REQUEST 1: In the workplace mobbing article, write out the stretch from "Workplace mobbing is" through "accusation after another." again, swapping "worker" for "employee".
REQUEST 2: In the workplace mobbing article, turn the paragraph that begins "Workplace mobbing is the collective determination" into a short list that keeps its main facts.

PAGE EXCERPT:
Skip to main content

Verified by Psychology Today

Leadership

What Can We Learn From Christopher Dorner?

Mobbing is a form of workplace aggression that can sometimes lead to violence.

When former LAPD officer Christopher Dorner went on a deadly rampage earlier this year, the only thing that came of it was tragedy and bloodshed; there was nothing noble about his acts. Yet Dorner’s story was a tragic outcome of a common conflict: workplace mobbing. Dorner killed several people and in a rambling manifesto justifying his actions, he declared war on the Los Angeles Police Department before being killed in a standoff with police on Feburary 12th. Nothing that was done to him justified the homicidal spree he embarked on, but there are valuable lessons to be learned in his story about how workplace mobbing can push otherwise peaceful workers to extremes.

Workplace mobbing is the collective determination to humiliate, shun, sabotage and torment a worker until he or she leaves or is otherwise defeated. It almost always involves someone who differs in some identifiable manner, whether by race, gender, age, political or religious persuasion or whatever it is that sets them apart from the majority. And when that person makes a complaint or opposes a managerial agenda, if someone in a position of leadership determines that the troublemaker must go—regardless of the intent of the one making it—management closes rank. When that happens, the worker is marginalized, if not demoted (and eventually dismissed), and then subjected to a series of what are all too often specious and humiliating investigations associated with one trumped up accusation after another.

RECORD EXCERPTS:
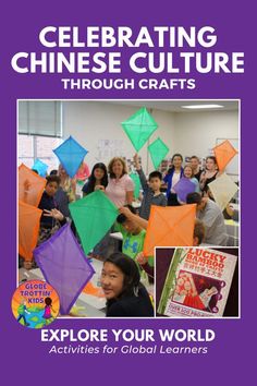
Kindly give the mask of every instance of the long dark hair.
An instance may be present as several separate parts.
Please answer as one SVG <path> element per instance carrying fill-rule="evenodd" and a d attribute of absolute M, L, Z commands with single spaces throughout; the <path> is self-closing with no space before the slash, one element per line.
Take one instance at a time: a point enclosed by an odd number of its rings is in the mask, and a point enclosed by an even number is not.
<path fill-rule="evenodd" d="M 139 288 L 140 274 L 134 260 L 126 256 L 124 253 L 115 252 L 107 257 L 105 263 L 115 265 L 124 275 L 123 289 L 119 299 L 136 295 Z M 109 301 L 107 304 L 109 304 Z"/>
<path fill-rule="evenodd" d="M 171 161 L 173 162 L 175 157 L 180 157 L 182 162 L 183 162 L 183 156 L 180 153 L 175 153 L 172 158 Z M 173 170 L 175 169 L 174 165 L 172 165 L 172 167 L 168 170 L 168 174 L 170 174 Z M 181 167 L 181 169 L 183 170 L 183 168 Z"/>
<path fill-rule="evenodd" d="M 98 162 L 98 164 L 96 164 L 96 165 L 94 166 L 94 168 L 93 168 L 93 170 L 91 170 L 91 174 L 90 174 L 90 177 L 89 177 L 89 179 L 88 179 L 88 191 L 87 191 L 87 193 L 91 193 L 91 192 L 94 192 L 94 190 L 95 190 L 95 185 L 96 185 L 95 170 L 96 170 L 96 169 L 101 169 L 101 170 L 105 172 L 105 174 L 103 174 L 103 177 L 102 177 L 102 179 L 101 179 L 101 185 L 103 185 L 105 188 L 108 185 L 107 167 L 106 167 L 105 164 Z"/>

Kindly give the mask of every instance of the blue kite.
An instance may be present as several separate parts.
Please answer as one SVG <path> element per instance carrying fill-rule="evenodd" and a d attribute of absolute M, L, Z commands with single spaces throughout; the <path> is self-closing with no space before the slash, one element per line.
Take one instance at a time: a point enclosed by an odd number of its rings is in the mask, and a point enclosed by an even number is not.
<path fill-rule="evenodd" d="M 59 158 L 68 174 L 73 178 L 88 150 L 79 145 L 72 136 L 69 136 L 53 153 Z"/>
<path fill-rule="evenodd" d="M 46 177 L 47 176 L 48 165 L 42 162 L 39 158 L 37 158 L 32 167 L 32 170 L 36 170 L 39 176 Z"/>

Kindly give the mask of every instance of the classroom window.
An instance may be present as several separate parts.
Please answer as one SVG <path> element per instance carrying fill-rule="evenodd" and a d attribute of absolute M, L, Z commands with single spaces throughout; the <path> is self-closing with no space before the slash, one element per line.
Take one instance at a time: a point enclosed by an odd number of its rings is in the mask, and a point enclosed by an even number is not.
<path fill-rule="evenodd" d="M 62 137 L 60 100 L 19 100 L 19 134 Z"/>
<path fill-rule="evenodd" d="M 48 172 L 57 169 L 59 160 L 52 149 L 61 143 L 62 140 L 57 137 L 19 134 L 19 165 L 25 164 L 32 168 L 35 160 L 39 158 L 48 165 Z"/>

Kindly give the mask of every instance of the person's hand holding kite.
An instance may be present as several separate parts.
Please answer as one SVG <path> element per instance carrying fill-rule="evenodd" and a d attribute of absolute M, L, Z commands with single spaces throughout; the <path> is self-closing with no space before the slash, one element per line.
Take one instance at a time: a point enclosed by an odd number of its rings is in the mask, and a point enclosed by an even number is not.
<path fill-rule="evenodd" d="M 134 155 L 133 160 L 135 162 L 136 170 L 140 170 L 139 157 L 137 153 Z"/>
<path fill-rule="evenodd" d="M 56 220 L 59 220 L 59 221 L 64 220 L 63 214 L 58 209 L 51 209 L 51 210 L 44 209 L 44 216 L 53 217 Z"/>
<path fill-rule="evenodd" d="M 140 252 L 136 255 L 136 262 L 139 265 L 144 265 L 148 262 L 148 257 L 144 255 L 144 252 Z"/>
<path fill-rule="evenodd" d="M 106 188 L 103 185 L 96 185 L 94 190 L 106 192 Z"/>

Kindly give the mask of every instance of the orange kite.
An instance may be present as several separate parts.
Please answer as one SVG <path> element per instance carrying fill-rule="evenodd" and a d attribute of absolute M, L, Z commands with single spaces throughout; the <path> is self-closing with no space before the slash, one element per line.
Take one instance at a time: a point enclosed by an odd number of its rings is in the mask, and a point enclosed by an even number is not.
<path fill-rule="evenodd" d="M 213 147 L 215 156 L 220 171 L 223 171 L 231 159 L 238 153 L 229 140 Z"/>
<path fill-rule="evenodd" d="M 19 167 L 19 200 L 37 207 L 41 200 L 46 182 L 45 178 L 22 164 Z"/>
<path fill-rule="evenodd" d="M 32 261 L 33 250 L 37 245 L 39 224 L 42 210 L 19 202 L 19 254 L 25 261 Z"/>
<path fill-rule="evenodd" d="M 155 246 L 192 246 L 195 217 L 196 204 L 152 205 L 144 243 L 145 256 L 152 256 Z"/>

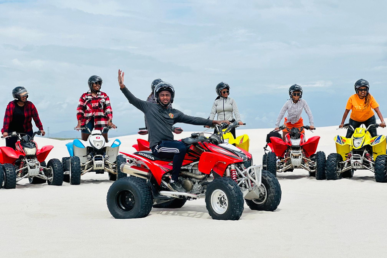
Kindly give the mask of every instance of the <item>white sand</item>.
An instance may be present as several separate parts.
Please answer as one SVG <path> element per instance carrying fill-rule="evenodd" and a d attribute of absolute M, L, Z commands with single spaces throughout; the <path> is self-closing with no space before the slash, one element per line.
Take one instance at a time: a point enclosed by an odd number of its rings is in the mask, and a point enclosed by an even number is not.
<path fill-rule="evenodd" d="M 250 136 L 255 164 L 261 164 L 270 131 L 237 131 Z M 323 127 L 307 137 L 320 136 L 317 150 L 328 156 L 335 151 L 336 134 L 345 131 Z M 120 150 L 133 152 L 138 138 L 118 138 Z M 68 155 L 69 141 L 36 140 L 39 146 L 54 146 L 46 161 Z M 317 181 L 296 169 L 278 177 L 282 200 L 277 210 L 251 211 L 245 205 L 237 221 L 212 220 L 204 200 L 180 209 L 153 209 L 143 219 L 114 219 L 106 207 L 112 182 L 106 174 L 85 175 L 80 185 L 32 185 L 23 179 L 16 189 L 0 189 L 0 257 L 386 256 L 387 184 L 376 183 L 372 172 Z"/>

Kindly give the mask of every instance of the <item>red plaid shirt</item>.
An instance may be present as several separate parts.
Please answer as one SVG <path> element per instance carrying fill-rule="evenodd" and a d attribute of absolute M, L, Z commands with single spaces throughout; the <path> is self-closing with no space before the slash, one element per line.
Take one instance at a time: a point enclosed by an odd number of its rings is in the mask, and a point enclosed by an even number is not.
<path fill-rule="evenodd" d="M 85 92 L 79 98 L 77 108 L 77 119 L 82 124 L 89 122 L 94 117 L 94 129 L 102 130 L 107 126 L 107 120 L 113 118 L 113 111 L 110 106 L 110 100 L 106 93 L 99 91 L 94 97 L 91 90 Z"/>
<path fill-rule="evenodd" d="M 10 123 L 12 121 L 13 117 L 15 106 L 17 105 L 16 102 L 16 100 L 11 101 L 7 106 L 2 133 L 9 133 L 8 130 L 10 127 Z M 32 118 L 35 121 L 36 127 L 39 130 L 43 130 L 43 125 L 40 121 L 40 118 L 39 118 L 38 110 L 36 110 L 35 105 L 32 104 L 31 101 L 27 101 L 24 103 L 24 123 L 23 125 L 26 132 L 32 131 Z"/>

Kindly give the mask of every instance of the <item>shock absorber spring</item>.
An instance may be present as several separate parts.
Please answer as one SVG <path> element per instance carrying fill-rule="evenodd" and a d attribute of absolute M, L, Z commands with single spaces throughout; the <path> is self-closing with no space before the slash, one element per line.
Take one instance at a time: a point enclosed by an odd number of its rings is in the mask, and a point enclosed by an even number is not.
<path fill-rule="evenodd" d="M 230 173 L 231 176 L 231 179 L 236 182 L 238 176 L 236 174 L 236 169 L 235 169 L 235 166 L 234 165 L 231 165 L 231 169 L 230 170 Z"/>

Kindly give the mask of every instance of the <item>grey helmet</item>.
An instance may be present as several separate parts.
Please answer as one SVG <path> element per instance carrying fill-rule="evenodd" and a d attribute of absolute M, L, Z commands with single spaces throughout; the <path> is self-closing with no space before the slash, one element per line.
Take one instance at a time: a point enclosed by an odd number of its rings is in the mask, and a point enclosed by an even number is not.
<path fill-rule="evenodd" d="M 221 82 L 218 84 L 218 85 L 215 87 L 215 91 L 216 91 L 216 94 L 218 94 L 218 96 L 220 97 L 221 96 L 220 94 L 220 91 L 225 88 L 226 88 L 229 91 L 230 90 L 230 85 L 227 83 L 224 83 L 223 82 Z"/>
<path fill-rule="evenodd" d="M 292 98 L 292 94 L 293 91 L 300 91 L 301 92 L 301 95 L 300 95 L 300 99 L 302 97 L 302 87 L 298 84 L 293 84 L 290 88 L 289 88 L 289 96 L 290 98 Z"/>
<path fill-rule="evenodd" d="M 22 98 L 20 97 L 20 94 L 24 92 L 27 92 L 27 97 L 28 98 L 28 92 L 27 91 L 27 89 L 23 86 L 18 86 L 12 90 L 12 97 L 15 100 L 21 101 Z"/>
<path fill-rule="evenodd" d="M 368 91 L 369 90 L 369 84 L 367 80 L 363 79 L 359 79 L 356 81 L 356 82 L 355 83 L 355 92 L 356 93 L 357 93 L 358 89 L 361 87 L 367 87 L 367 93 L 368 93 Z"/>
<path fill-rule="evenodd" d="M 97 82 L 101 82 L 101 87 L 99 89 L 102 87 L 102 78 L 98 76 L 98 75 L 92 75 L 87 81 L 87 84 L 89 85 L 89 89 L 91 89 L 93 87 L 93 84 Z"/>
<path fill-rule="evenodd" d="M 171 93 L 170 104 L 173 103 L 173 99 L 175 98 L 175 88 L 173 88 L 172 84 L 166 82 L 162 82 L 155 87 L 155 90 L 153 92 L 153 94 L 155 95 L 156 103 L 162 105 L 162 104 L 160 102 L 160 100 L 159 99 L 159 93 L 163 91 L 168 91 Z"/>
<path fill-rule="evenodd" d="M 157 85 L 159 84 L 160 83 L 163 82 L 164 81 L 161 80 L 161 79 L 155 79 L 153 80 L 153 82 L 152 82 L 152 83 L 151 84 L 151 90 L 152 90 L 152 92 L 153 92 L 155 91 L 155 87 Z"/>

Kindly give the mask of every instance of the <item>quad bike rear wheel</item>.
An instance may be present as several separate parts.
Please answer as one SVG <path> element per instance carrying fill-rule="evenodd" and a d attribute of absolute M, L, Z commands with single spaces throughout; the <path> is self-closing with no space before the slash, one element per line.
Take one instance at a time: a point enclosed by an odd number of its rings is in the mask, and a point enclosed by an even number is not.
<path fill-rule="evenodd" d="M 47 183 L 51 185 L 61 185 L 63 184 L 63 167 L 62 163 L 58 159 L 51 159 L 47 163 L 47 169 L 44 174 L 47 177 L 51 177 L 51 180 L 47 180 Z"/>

WRITTEN REPLY 1:
Workplace mobbing is the collective determination to humiliate, shun, sabotage and torment a employee until he or she leaves or is otherwise defeated. It almost always involves someone who differs in some identifiable manner, whether by race, gender, age, political or religious persuasion or whatever it is that sets them apart from the majority. And when that person makes a complaint or opposes a managerial agenda, if someone in a position of leadership determines that the troublemaker must go—regardless of the intent of the one making it—management closes rank. When that happens, the employee is marginalized, if not demoted (and eventually dismissed), and then subjected to a series of what are all too often specious and humiliating investigations associated with one trumped up accusation after another.

WRITTEN REPLY 2:
- Workplace mobbing is a group effort to humiliate, shun, sabotage and torment a worker until that person leaves or is otherwise defeated.
- The target is almost always someone who differs from the majority in some identifiable way, such as race, gender, age, or political or religious views.
- If that person makes a complaint or opposes a managerial agenda, and a leader decides the "troublemaker" must go, management closes rank.
- The worker is then pushed aside, and may be demoted and eventually dismissed.
- The worker also faces a series of investigations, often baseless and humiliating, built on one trumped-up accusation after another.